# DIRECTIVE 1
Decide whether each statement agrees with the passage on the Soviet flag. Answer yes or no for each, quoting the words of the passage that settle it: (a) The first official flag was adopted in December 1922 at the First Congress of Soviets of the USSR. (b) The first official flag was mass-produced. (c) Lenin and his followers kept the sword as a symbol next to the hammer and sickle.
# DIRECTIVE 2
Swap "hoist" for "staff" in the passage on the Soviet flag, and write out the part starting with "For vertical display, the" and going on through "by the hoist.".
# DIRECTIVE 3
Extend the passage on the Soviet flag by writing what follows its last sentence.

# PASSAGE PROVIDED
=== Section Start ===
For vertical display, the flag was made with the distinct difference of having the hammer and sickle rotated 90 degrees in order to compensate for the change in dimensions. This was common in official practice, however the common flag owner would simply hang the standard design of the flag by the hoist.

History
During the establishment of the Russian Soviet Republic, Vladimir Lenin and his followers had considered the inclusion of a sword symbol in addition to the hammer and sickle as part of the state seal on which the flag was eventually based.  The idea was dismissed as too visually aggressive, with Lenin apparently affirming, "A sword is not one of our symbols."

The first official flag was adopted in December 1922 at the First Congress of Soviets of the USSR.  It was agreed that the red banner "was transformed from the symbol of the Party to the symbol of a state, and around that flag gathered the peoples of the soviet republics to unite into one state — the Union of Soviet Socialist Republics".  On 30 December 1922, the Congress adopted a Declaration and Agreement on the establishment of the USSR.  Article 22 of the Agreement states: "The USSR has a flag, coat of arms and a state seal."  The description of the first flag was given in the 1924 Soviet Constitution, accepted in the second session of the executive committee (CIK) of the USSR on 6 July 1923.  The text of article 71 states: "The state flag of the Union of Soviet Socialist Republics consists of a red or scarlet field with states coat of arms." It was ordered with the unusual ratio of 4:1 in proportion and consisted of a red flag with the state coat of arms in the center.  However, such a flag was never mass-produced.  This flag was the official flag for four months, and was replaced as the official flag by the more familiar hammer and sickle design during the third session of the CIK of the USSR on 12 November 1923.
=== Section End ===
# DATASET EXTRACT
=== Section Start ===
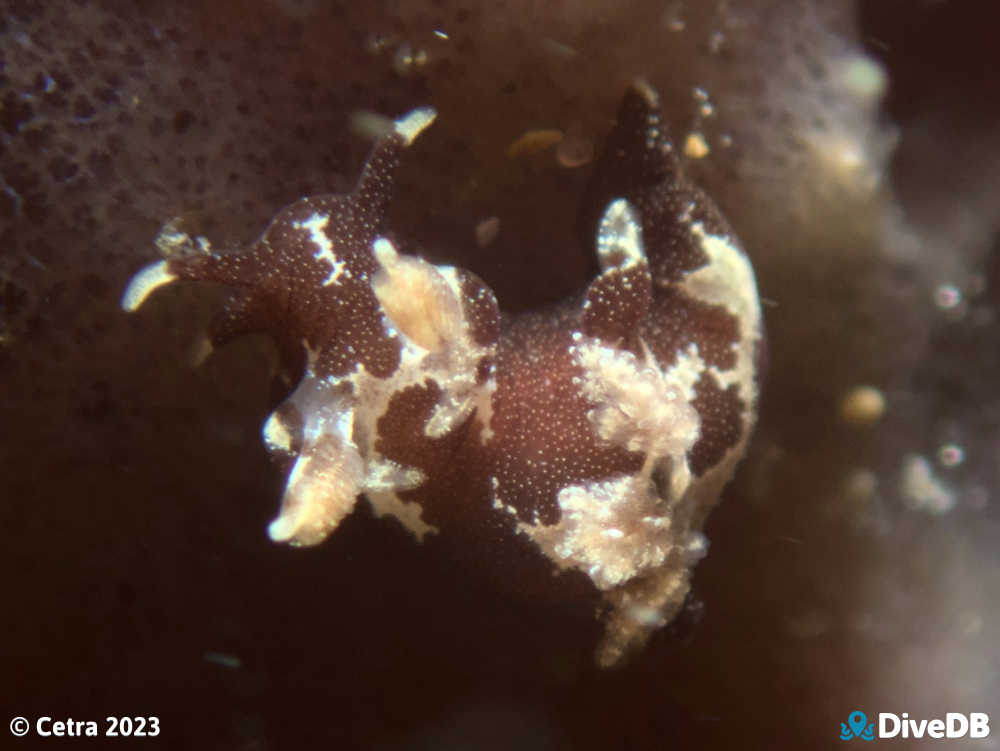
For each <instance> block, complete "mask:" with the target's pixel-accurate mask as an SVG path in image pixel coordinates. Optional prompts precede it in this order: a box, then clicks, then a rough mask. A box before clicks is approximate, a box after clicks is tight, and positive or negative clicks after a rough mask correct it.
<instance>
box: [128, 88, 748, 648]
mask: <svg viewBox="0 0 1000 751" xmlns="http://www.w3.org/2000/svg"><path fill="white" fill-rule="evenodd" d="M434 117H435V113H434V110H432V109H430V108H422V109H417V110H414V111H412V112H411V113H409V114H407V115H404V116H403V117H401V118H400V119H398V120H396V121H395V122H394V123H393V125H392V127H391V128H389V127H387V128H385V129H384V131H383V134H382V136H381V138H379V140H378V141H377V143H376V144H375V146H374V148H373V150H372V153H371V155H370V157H369V159H368V161H367V162H366V164H365V166H364V168H363V170H362V173H361V176H360V178H359V180H358V183H357V185H356V187H355V189H354V191H353V192H351V193H350V194H347V195H324V196H312V197H306V198H302V199H300V200H298V201H296V202H295V203H293V204H291V205H290V206H288V207H286V208H285V209H283V210H282V211H281V212H279V214H278V215H277V216H276V217H275V218H274V219H273V221H272V222H271V224H270V225H269V226H268V227H267V229H266V230H265V231H264V233H263V235H262V236H261V237H260V239H259V240H257V242H256V243H254V244H253V245H252V246H251V247H249V248H248V249H246V250H244V251H241V252H238V253H227V254H219V253H213V252H210V250H209V248H208V244H207V242H201V241H199V243H198V244H197V247H195V244H194V243H188V245H189V246H190V250H191V252H188V253H184V254H180V255H175V256H172V257H170V258H168V259H166V260H163V261H160V262H158V263H156V264H153V265H152V266H149V267H147V268H146V269H144V270H143V271H140V272H139V273H138V274H137V275H136V276H135V277H134V278H133V280H132V282H131V284H130V285H129V286H128V288H127V290H126V292H125V295H124V297H123V299H122V307H123V308H125V309H126V310H129V311H131V310H135V309H137V308H138V307H139V306H140V305H141V304H142V303H143V301H144V300H146V299H147V298H148V297H149V296H150V295H151V294H152V293H153V292H154V291H155V290H156V289H158V288H159V287H161V286H164V285H166V284H169V283H171V282H173V281H176V280H178V279H182V280H196V279H200V280H208V281H216V282H221V283H224V284H226V285H228V286H230V287H233V288H235V290H236V294H235V295H234V297H233V298H232V299H231V300H230V302H229V303H228V305H227V307H226V309H225V311H223V314H222V315H221V316H219V318H218V319H216V321H215V322H213V324H212V327H211V328H210V331H209V335H210V342H211V344H212V345H214V346H218V345H219V344H221V343H223V342H224V341H226V340H227V339H229V338H231V337H233V336H237V335H239V334H241V333H245V332H247V331H263V332H265V333H269V334H270V335H271V336H273V338H274V339H275V340H276V342H277V344H278V348H279V352H280V353H281V356H282V361H283V363H284V364H285V367H286V370H287V371H290V372H294V373H296V374H297V375H301V378H299V380H298V382H297V385H296V387H295V389H294V390H293V391H292V393H291V394H290V395H289V396H288V397H287V399H286V400H285V401H284V402H283V403H282V404H280V405H279V406H278V408H277V409H276V410H275V411H274V413H273V414H272V415H271V416H270V417H269V419H268V420H267V422H266V423H265V425H264V428H263V431H262V432H263V438H264V441H265V443H266V445H267V447H268V449H269V450H270V451H271V452H272V453H273V454H274V455H275V456H276V457H278V458H280V459H281V460H282V461H283V462H285V463H287V465H288V468H289V472H288V478H287V483H286V488H285V493H284V497H283V499H282V503H281V511H280V513H279V515H278V517H277V519H275V521H274V522H273V523H272V524H271V525H270V527H269V529H268V532H269V534H270V536H271V538H272V539H273V540H275V541H279V542H288V543H291V544H293V545H314V544H316V543H319V542H321V541H322V540H323V539H325V538H326V537H327V536H328V535H329V534H330V533H331V532H332V531H333V530H334V529H336V527H337V525H338V524H339V523H340V522H341V521H342V520H343V519H344V518H345V517H346V516H347V515H348V514H349V513H350V512H351V510H352V509H353V508H354V505H355V503H356V502H357V499H358V498H359V497H362V496H363V497H365V498H367V500H368V502H370V503H371V504H372V506H373V508H374V510H375V512H376V514H377V515H379V516H391V517H393V518H394V519H396V521H398V522H399V523H400V524H402V525H403V526H404V527H405V528H406V529H407V530H409V531H410V532H411V533H412V534H413V535H414V536H415V537H416V538H417V539H419V540H423V539H424V538H425V537H426V536H427V535H428V533H435V534H440V535H441V536H442V537H444V536H445V535H448V536H449V538H450V539H456V540H467V541H468V540H471V541H473V542H472V543H471V545H472V546H474V548H475V550H476V551H481V555H482V557H483V558H484V559H488V560H489V561H490V565H495V566H498V567H503V566H507V567H509V574H508V580H509V582H510V587H511V588H512V589H515V590H517V589H519V588H520V587H522V586H523V585H524V582H523V581H521V580H520V579H519V576H518V573H517V572H518V571H522V570H525V569H523V568H518V567H519V566H524V562H523V560H522V558H523V553H524V545H528V546H530V547H531V548H533V549H534V550H535V551H536V552H537V555H538V556H540V558H539V559H538V560H539V561H544V562H545V565H547V566H549V567H550V570H552V571H553V572H554V573H561V572H567V573H570V572H571V576H570V577H569V578H570V579H572V580H573V581H576V582H577V583H579V581H580V578H581V577H582V579H583V581H585V582H589V584H588V586H589V587H590V588H591V590H590V591H591V592H593V593H595V596H599V597H600V598H601V599H602V601H603V603H604V605H605V606H606V612H605V625H606V631H605V635H604V638H603V640H602V642H601V644H600V645H599V647H598V651H597V659H598V663H599V664H601V665H611V664H614V663H616V662H618V661H619V660H620V659H621V658H622V657H623V656H624V655H626V654H628V653H629V652H632V651H634V650H636V649H637V648H639V647H641V646H642V645H643V644H644V643H645V642H646V640H647V639H648V637H649V635H650V634H651V633H652V632H653V631H655V630H656V629H657V628H659V627H660V626H661V625H663V624H664V623H665V622H667V621H668V620H669V619H670V618H671V617H672V616H673V615H674V613H676V611H677V610H678V609H679V608H680V607H681V605H682V603H683V601H684V598H685V596H686V594H687V591H688V589H689V586H690V585H689V582H690V574H691V569H692V566H693V565H694V563H695V562H696V561H697V560H698V559H699V558H700V557H701V556H702V555H704V552H705V550H706V542H705V539H704V537H703V536H702V534H701V531H700V528H701V524H702V522H703V520H704V518H705V515H706V514H707V513H708V511H709V510H710V509H711V508H712V506H713V505H714V504H715V503H716V501H717V499H718V497H719V494H720V493H721V491H722V488H723V487H724V485H725V484H726V483H727V482H728V480H729V479H730V477H731V476H732V474H733V471H734V468H735V466H736V463H737V462H738V460H739V459H740V457H741V456H742V454H743V452H744V449H745V447H746V443H747V441H748V439H749V436H750V432H751V429H752V427H753V423H754V419H755V410H756V401H757V383H756V378H757V373H756V371H755V362H756V360H757V358H756V353H757V350H758V348H759V346H760V344H761V340H762V336H763V334H762V328H761V317H760V309H759V305H758V301H757V293H756V288H755V283H754V277H753V270H752V268H751V266H750V263H749V261H748V259H747V257H746V255H745V254H744V253H743V251H742V249H741V248H740V246H739V243H738V241H737V240H736V238H735V235H734V234H733V233H732V231H731V230H730V229H729V227H728V225H727V223H726V221H725V219H724V218H723V217H722V215H721V213H720V212H719V211H718V209H717V208H716V207H715V205H714V204H713V203H712V201H711V200H710V199H709V198H708V197H707V196H706V195H705V194H704V193H702V192H701V191H700V190H698V189H697V188H696V187H694V186H693V185H692V184H691V183H690V182H689V181H688V180H687V178H686V177H685V176H684V174H683V170H682V169H681V165H680V164H679V162H678V160H677V158H676V155H675V153H674V148H673V146H672V144H671V142H670V140H669V137H668V134H667V131H666V128H665V126H664V124H663V123H662V117H661V114H660V112H659V104H658V101H657V97H656V94H655V92H654V91H653V90H652V88H650V87H649V86H648V85H647V84H644V83H641V82H640V83H637V84H635V85H633V86H632V87H631V88H630V89H629V90H628V92H627V93H626V95H625V97H624V100H623V102H622V105H621V109H620V110H619V113H618V118H617V122H616V125H615V127H614V129H613V130H612V132H611V133H610V135H609V136H608V141H607V145H606V148H605V151H604V153H603V155H602V157H601V158H600V159H599V160H598V162H597V163H596V165H595V169H594V173H593V176H592V178H591V181H590V184H589V187H588V189H587V193H586V196H585V199H584V202H583V207H582V212H581V226H582V227H584V228H585V230H586V231H585V239H584V243H585V246H586V247H587V248H588V249H590V250H591V251H592V252H594V253H595V254H596V257H597V261H598V264H599V266H600V273H599V274H598V276H597V277H596V278H595V279H594V280H593V281H592V282H591V283H590V284H589V285H588V286H587V288H586V289H585V290H583V291H582V294H581V296H580V297H579V298H577V299H575V300H570V301H566V302H564V303H563V304H561V305H559V306H556V307H554V308H550V309H547V310H546V311H541V312H537V313H525V314H521V315H516V316H504V317H501V315H500V310H499V308H498V305H497V300H496V297H495V295H494V294H493V292H492V291H491V290H490V288H489V287H488V286H487V285H486V284H485V283H484V282H483V281H482V280H481V279H479V278H478V277H476V276H475V275H473V274H471V273H469V272H467V271H464V270H462V269H459V268H456V267H452V266H437V265H433V264H431V263H428V262H427V261H425V260H423V259H420V258H417V257H413V256H409V255H406V254H405V253H401V252H400V251H399V250H398V249H397V247H396V246H395V245H394V244H393V242H392V241H390V240H389V239H388V236H387V235H386V234H384V228H383V227H382V224H383V220H384V215H385V212H386V209H387V207H388V203H389V201H390V199H391V191H392V182H393V177H394V174H395V170H396V167H397V165H398V162H399V159H400V156H401V154H402V153H403V151H404V150H405V149H406V148H407V147H408V146H409V145H410V144H412V143H413V141H414V139H416V138H417V136H418V135H419V134H420V133H421V132H422V131H423V130H424V129H425V128H427V127H428V126H429V125H430V124H431V122H432V121H433V120H434ZM512 539H513V540H517V541H518V542H517V543H514V542H512ZM484 546H485V547H484ZM504 551H508V552H509V553H510V555H509V557H505V555H504ZM566 580H567V579H563V578H561V577H553V579H552V582H551V586H552V588H553V590H554V591H556V592H558V591H559V589H560V586H561V585H560V582H562V581H566Z"/></svg>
=== Section End ===
# REPLY 1
(a) Yes: "The first official flag was adopted in December 1922 at the First Congress of Soviets of the USSR."
(b) No: "However, such a flag was never mass-produced."
(c) No: "The idea was dismissed as too visually aggressive"

# REPLY 2
For vertical display, the flag was made with the distinct difference of having the hammer and sickle rotated 90 degrees in order to compensate for the change in dimensions. This was common in official practice, however the common flag owner would simply hang the standard design of the flag by the staff.

# REPLY 3
In the third session of the CIK of the USSR, the description of Soviet flag in the Constitution was changed, and article 71 was edited to read: "The state flag of the Union of Soviet Socialist Republics consists of a red or scarlet field, and in the canton a golden sickle and hammer, and a red five-pointed star bordered in gold above them.  The ratio of width to length is 1:2."  On 19 August 1955, the Statute on the State Flag of the Union of Soviet Socialist Republics was adopted by a decision of the Presidium of the Supreme Soviet of the USSR.  This resulted in a change of the hammer's handle length and the shape of the sickle. On 15 August 1980, a new edition of the Statute on the State Flag of the Union of Soviet Socialist Republics was adopted, which did not make any changes to the flag's description aside from removing the hammer and sickle on the reverse side of the flag. From this point on, the flag stayed in use with this design until the disintegration of the USSR on 26 December 1991, at which time it ceased to be a national flag and replaced by national flags of the post-Soviet republics.

On 15 April 1996 Boris Yeltsin signed a presidential decree giving the Soviet flag (called the Victory Banner, after the banner that was raised above the Reichstag on 1 May 1945) status similar to that of the national flag. The hammer and sickle were removed from the flag, leaving only the star, but they were reinstated later. On certain holidays, the Victory Banner is flown along with the Russian flag.

Contemporary usage 
In current times, the Soviet national flag (and similar flags) are widely used by those on the political far left, most often by those who support Marxism–Leninism.

The Soviet flag is also actively promoted in Russia as a symbol of nostalgia for the Soviet Union. Various politicians frequently utilize it as a symbol of the superpower status Russia lost in 1991.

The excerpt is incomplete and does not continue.